§ **Task details**:
Please list every line in the records below that contains the string "striped", matching case exactly.

§ **Data**:
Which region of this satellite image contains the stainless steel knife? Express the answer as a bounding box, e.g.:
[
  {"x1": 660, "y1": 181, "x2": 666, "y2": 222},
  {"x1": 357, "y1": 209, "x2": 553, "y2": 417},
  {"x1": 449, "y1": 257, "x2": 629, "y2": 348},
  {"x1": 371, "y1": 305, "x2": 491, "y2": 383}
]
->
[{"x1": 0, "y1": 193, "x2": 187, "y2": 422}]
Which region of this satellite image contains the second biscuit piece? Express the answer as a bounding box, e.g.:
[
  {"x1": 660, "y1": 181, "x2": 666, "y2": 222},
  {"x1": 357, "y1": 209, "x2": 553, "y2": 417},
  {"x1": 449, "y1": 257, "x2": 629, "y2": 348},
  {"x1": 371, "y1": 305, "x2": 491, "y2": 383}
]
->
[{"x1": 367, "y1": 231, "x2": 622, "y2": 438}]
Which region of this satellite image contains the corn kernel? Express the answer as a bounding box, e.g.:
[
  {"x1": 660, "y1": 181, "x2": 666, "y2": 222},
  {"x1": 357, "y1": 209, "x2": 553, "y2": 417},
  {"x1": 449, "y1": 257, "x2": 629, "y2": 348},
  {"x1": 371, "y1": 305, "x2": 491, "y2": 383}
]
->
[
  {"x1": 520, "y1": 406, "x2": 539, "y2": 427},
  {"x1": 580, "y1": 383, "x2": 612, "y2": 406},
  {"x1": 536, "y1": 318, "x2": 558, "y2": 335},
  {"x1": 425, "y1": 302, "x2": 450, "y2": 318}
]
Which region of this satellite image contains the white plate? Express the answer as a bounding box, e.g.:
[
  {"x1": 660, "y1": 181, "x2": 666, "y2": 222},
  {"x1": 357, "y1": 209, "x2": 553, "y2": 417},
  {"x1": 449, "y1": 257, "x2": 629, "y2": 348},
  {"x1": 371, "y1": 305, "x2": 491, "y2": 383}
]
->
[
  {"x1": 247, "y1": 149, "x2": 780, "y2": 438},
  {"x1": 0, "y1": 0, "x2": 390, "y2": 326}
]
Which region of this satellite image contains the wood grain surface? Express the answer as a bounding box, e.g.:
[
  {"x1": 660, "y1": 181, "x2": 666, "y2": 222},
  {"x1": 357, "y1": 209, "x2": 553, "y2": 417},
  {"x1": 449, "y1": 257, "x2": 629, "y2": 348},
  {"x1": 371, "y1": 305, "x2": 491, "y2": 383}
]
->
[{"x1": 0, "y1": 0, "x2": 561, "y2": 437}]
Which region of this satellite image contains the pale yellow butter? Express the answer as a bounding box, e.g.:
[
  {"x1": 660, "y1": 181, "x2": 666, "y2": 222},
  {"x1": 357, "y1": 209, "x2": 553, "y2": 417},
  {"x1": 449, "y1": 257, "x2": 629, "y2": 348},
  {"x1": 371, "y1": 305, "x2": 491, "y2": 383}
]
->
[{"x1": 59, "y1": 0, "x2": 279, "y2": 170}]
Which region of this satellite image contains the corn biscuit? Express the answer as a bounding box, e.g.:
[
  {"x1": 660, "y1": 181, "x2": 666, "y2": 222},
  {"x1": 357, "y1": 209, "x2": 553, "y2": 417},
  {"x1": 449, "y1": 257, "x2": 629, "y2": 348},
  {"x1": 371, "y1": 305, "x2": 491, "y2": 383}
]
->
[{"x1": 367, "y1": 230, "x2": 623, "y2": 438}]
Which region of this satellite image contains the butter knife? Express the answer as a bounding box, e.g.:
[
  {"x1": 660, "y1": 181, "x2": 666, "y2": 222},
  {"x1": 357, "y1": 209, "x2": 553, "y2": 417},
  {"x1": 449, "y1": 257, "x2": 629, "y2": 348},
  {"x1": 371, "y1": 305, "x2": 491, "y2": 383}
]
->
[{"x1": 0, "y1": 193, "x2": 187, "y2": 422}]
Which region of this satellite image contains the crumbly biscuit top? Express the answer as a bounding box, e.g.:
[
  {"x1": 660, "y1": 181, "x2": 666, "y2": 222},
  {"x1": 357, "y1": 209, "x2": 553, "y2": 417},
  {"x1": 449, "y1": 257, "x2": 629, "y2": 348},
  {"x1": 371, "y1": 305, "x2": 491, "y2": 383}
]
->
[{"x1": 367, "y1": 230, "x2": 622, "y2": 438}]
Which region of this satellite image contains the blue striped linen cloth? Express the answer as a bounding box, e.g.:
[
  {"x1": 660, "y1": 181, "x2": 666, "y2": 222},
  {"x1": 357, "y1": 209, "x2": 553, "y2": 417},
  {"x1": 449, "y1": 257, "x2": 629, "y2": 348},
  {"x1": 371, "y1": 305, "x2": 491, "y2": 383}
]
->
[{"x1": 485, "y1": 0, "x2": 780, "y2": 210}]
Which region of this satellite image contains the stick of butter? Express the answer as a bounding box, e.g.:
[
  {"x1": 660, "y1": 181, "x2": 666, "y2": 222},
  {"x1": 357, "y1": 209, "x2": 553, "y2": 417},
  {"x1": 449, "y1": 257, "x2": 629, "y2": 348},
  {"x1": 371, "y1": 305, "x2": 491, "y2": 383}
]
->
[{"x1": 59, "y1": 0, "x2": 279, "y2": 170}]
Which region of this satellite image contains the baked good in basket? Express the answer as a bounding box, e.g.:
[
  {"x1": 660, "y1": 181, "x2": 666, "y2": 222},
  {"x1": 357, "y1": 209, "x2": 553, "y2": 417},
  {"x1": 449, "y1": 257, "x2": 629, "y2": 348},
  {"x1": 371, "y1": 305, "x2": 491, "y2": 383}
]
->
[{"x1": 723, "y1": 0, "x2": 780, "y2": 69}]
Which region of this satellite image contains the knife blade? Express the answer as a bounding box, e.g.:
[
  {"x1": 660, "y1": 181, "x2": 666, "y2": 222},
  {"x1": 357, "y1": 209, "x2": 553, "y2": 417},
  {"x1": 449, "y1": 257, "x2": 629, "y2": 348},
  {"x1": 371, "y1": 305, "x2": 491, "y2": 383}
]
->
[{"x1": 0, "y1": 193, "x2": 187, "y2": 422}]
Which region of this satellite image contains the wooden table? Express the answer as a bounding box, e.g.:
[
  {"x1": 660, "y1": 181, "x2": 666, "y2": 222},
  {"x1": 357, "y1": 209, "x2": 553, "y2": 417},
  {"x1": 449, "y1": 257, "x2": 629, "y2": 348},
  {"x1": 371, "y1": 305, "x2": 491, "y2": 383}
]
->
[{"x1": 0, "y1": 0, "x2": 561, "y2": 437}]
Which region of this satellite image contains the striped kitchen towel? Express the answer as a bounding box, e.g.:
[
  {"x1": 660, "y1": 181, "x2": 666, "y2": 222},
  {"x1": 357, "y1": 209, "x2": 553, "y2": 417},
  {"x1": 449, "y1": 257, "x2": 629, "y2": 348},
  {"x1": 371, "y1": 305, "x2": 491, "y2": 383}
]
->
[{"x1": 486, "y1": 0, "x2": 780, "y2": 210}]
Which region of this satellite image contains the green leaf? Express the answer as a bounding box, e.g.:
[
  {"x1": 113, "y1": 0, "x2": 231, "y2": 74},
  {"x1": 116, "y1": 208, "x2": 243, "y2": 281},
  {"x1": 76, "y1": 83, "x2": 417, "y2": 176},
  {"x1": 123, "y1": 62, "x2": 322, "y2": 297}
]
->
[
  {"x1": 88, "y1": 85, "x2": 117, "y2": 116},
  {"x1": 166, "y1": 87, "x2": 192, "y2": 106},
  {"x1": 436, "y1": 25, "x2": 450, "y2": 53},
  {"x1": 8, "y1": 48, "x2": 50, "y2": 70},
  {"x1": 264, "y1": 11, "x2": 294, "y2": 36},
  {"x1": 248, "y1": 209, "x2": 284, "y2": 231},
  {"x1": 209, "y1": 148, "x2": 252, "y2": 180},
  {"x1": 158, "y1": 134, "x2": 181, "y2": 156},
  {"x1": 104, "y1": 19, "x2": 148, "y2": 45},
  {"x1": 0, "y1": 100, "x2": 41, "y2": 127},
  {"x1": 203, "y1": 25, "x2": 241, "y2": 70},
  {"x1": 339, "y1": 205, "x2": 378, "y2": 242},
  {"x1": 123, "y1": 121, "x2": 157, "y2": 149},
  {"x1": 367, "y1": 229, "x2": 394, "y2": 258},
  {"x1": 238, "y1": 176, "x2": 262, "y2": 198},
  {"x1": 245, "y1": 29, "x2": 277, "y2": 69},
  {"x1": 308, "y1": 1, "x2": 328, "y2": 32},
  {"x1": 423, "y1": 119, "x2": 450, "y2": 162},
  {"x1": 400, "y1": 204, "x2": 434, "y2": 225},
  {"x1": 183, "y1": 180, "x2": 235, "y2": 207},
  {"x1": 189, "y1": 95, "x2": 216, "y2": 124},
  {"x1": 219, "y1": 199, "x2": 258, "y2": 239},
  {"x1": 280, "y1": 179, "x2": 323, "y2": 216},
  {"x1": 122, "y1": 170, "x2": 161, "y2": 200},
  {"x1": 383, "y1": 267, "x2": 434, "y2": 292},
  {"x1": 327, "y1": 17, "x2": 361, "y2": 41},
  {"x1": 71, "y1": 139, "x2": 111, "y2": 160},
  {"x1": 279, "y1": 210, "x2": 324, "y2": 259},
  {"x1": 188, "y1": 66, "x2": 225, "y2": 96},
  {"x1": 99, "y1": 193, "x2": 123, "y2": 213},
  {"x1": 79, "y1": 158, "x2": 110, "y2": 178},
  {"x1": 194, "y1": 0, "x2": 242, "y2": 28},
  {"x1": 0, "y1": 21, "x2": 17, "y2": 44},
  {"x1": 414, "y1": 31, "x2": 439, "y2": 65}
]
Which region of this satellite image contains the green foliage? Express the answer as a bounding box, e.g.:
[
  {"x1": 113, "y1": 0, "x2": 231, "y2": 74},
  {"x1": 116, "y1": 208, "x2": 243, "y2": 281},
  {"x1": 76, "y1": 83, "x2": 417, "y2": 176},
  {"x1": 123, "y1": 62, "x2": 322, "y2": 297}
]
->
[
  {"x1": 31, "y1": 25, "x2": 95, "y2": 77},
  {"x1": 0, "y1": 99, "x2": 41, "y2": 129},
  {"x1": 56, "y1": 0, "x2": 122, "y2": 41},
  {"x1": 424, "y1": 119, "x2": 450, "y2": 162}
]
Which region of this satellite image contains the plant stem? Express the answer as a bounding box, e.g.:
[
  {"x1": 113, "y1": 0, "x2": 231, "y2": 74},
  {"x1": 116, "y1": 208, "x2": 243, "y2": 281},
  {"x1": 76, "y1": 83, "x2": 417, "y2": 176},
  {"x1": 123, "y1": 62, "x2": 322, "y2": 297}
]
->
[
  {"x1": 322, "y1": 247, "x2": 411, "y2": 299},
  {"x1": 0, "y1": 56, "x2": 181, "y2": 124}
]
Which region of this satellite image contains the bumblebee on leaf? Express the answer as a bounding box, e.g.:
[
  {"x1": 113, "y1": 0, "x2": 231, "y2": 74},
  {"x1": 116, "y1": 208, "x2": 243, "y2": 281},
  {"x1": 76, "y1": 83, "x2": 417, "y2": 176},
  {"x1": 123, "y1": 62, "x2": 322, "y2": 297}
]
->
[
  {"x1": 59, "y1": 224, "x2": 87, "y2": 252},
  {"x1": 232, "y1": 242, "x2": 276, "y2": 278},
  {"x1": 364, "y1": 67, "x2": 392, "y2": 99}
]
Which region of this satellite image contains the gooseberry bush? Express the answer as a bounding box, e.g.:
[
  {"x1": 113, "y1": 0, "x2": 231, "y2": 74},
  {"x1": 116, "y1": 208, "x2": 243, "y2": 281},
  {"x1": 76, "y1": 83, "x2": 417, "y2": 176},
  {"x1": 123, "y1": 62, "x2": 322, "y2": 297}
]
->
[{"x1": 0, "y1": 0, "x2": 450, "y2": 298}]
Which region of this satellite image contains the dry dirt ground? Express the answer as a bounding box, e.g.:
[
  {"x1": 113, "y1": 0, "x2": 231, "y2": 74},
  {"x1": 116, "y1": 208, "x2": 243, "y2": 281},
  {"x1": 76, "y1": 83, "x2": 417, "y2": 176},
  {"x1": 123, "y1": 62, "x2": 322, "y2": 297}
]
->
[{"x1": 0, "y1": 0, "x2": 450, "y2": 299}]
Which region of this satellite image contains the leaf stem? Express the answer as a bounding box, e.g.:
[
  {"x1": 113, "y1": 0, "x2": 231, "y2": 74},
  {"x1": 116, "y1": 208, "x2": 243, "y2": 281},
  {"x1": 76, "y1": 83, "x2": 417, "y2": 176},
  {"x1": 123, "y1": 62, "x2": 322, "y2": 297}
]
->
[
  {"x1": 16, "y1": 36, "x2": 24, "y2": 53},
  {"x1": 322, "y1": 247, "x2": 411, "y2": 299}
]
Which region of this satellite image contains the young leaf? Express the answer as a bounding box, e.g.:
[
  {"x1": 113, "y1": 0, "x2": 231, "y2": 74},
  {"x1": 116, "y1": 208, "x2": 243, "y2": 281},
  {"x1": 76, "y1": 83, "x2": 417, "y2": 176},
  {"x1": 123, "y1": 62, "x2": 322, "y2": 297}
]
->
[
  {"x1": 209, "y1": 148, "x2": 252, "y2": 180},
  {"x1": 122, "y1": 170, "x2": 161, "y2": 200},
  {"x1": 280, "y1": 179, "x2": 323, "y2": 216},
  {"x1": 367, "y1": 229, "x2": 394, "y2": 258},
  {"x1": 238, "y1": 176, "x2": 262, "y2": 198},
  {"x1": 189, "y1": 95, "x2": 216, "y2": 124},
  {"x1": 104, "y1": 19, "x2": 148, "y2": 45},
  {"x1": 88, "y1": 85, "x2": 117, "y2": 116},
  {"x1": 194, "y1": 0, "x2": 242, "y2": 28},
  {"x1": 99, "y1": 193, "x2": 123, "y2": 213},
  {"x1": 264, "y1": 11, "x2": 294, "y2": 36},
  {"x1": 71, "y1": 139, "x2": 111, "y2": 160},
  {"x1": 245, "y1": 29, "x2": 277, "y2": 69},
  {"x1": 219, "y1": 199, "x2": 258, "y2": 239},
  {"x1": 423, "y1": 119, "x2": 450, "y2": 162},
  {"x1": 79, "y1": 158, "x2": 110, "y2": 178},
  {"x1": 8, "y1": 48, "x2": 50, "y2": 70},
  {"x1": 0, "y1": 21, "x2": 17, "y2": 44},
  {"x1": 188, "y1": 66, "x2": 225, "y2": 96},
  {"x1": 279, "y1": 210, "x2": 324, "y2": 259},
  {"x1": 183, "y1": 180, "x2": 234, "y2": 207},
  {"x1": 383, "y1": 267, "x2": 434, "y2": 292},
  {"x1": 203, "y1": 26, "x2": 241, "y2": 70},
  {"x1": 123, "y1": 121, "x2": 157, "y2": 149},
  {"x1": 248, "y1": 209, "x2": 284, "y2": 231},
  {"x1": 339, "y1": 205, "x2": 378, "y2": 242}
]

§ **Correct output**:
Which region of this satellite image contains the blue striped linen cloth? Express the answer as a bounding box, e.g.:
Which region of this satellite image contains the striped kitchen towel? Express the answer as a bounding box, e.g.:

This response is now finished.